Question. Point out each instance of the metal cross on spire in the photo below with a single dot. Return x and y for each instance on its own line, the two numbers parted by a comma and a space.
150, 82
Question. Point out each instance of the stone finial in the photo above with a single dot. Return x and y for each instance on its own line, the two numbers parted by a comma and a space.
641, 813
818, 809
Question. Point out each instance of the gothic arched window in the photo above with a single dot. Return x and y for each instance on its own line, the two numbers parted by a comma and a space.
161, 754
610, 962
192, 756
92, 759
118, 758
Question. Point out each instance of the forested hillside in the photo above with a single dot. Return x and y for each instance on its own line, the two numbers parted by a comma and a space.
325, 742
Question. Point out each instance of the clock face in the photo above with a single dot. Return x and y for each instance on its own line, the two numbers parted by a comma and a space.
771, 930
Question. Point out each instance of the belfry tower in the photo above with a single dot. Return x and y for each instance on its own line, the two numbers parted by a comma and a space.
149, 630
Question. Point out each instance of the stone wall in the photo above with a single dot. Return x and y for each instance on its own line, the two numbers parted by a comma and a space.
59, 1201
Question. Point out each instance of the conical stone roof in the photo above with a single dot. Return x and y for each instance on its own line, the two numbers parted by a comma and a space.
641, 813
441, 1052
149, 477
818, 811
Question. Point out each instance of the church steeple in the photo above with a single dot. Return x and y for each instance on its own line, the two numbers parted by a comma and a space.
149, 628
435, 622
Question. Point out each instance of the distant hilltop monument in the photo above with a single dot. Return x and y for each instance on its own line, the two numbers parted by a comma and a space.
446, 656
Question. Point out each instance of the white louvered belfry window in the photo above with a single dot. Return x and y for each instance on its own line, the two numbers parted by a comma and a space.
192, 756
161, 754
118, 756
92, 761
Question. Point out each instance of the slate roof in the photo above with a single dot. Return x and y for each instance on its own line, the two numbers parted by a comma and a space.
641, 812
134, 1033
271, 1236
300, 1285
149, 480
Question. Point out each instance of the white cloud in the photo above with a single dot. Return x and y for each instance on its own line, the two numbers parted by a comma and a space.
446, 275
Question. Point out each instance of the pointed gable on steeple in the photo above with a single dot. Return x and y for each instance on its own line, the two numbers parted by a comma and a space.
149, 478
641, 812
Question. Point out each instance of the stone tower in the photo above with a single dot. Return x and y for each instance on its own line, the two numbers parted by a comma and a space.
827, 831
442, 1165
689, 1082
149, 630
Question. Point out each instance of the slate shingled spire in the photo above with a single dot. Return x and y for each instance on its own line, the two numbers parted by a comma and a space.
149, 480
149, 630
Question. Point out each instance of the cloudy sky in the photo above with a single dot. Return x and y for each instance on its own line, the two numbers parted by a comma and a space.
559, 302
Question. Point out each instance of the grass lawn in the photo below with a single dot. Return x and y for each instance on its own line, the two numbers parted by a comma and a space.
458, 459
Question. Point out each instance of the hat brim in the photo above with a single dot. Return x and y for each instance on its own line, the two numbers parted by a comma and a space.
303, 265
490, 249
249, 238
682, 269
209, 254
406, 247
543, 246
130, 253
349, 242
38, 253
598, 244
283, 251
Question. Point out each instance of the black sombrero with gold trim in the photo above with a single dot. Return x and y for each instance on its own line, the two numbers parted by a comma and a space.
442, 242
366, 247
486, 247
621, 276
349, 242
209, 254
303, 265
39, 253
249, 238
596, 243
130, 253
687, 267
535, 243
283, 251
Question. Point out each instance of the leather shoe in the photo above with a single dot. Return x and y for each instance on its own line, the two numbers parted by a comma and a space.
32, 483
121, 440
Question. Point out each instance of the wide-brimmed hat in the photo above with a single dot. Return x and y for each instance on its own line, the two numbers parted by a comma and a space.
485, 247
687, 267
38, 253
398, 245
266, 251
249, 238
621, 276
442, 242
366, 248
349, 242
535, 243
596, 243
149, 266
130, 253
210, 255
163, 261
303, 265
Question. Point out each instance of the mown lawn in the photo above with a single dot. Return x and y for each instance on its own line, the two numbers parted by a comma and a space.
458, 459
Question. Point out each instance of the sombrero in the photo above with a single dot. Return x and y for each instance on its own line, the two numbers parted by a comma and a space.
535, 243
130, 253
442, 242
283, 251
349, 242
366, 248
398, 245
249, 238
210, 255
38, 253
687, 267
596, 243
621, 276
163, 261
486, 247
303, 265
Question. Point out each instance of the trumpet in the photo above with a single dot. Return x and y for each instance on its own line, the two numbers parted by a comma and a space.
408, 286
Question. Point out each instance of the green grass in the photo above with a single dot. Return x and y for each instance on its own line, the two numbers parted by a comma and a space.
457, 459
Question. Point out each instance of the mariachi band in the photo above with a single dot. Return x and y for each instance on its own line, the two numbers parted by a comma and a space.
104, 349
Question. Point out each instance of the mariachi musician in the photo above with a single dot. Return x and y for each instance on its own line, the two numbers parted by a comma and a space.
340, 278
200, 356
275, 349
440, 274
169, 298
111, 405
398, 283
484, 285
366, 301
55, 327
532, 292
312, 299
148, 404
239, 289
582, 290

* **WORK REQUIRED**: In your answer, repeat each of the records exactly.

* **REPLY**:
Question. Point out each instance of the metal cross on spire in the photo below with a single dot. Return x and y for each instance on its own line, the two numbers parted by a comma and a space.
150, 82
Question. Point out each instance of the stone finial in the photo above with a single dot. Return x and y for each instance on its own line, the two numbers parted by a comma and a space.
641, 813
818, 809
Question. Point out each instance of the gothic arched window in the photo above with a single dot. Return x and y for each instance on its own line, the two numbers parted by a comma and a space.
161, 754
610, 962
192, 756
92, 759
118, 758
Question. Point out each instance of the forested hillside in the photo above with a single dot. Return x and y for each instance on its own line, the two numbers parted by a comma and a space.
325, 742
Question. Point out each instance of the clock face in the photo above with a single dot. Return x and y for each instance on its own line, the two numbers parted by a comma and a space.
771, 930
Question. Point out each instance of the belfry tower in the photo above with a single dot. Return x and y for each instance on its own line, the two numbers parted by a comma and a space.
149, 630
Question. Point out each instance of the stone wall in the photo above with a single dot. Return x and y for each instance on its own line, the two numbers parted by a comma and a space.
59, 1201
Question. Point out each instance of the conical stone roof in the photo above with a single dot. Return x and y for each instance on its own line, the two numbers parted by a comma and a space.
641, 813
441, 1052
149, 477
818, 811
Question. Point out each instance of the church steeple in the photo above with a single dot. Return x and y for each instance on its own line, the two numbers parted by a comma and a space.
149, 628
435, 622
Question. Point out each instance of the distant hilltop monument in the photo above with a single dot. Return x and y for each instance on its own line, the two numbers parted by a comma and a space.
446, 656
Question. Point out each instance of the white louvered belfry window in the photo above with a single dot. Return x and y for each instance on its own line, the two numbers parted by a comma and a space.
192, 756
161, 754
118, 756
92, 761
Question. Point out each instance of the slate roof in the photo above with a single dot. Return x and y for each instance on its own line, the two numbers parted by a comma and a space.
641, 812
134, 1033
271, 1236
300, 1285
149, 480
Question. Point out each instance of the white cloud in the photo above with a single dot. Return x and y for each instance on its own line, the two numbers parted by a comma and a space.
446, 275
Question. Point out each instance of the pointed gable on steeple in the photo above with a single dot. Return x and y for each instance on its own line, the two numbers parted by a comma and a space.
149, 478
641, 812
Question. Point out each instance of the stone tower in the photo above with a single dot. Return x and y for each instance on its own line, the two numbers parted by a comma and a space.
827, 831
442, 1165
689, 1082
149, 630
Question. Point out each instance of the slate shingled spire in the photo above with a single dot. Return x and y for each instance on its own line, the two numbers parted by a comma and a space.
149, 480
149, 630
Question. Point out each instance of the cloudy sky in the photo above with a single dot. Return x and y for each instance on its own line, the two numbers parted by a comma and a space.
559, 302
Question. Point out each instance of the grass lawn in the photo below with a single dot. Return x and y for each instance on its own line, the two numbers parted by a comma and a space.
458, 459
Question. Point out each instance of the hat brim in the photo above with a single dot. Return x and y for each instance on its own line, the two numbers parted by a comma and a space.
303, 265
490, 249
249, 238
682, 269
209, 254
406, 247
543, 246
130, 253
349, 242
38, 253
598, 244
283, 251
Question. Point out each instance of the black sombrero with gold trim in the photo above with a single dot. Return x and y for each instance on its own line, the two numbers parted by a comma and a space.
442, 242
366, 247
486, 247
621, 276
349, 242
209, 254
303, 265
39, 253
249, 238
596, 243
130, 253
687, 267
535, 243
283, 251
Question. Point out each instance of the leather shoe in the photo above with a single dot. Return x and y for each instance on its own line, the two numbers parted by a comma and a space.
32, 483
121, 440
Question. Point out each instance of the wide-brimmed hat in the photo above with a single dot. Return x and y for each instance on its own line, the two numbers parted by a comma and a space.
485, 247
687, 267
38, 253
398, 245
266, 251
249, 238
621, 276
442, 242
366, 248
349, 242
535, 243
596, 243
149, 266
130, 253
210, 255
163, 261
303, 265
Question. Point out each instance of the mown lawn in the photo above with a single dot. Return x and y for each instance on its own line, the two numbers parted by a comma and a space.
458, 459
Question. Point out each instance of the sombrero in the photo above with a single dot. Return x and y for each instance on its own line, the two numbers parted by a comma and a space.
535, 243
130, 253
442, 242
283, 251
349, 242
366, 248
398, 245
249, 238
210, 255
38, 253
687, 267
596, 243
621, 276
163, 261
486, 247
303, 265
Question. Point out each instance of the trumpet in the photo above with a single dot. Return x and y for each instance on its own line, the two numbers parted by a comma and a space.
408, 286
Question. Point out each instance of the green grass in the photo above with a single dot. Return x and y for each instance on its own line, the two numbers parted by a comma and a space.
457, 459
Question. Point out each instance of the mariachi band in the photo above with a single dot. Return x and y for each instance on its own line, the two numbers parted by a comma and a space.
104, 349
Question. Point out each instance of the mariachi musician in the photo above with a single dot. Return x and y for each instance on its own line, the two numbers parted by a comma and a space.
340, 278
200, 356
275, 349
440, 274
169, 298
111, 405
398, 283
484, 285
366, 301
55, 327
532, 292
312, 299
148, 404
239, 289
582, 290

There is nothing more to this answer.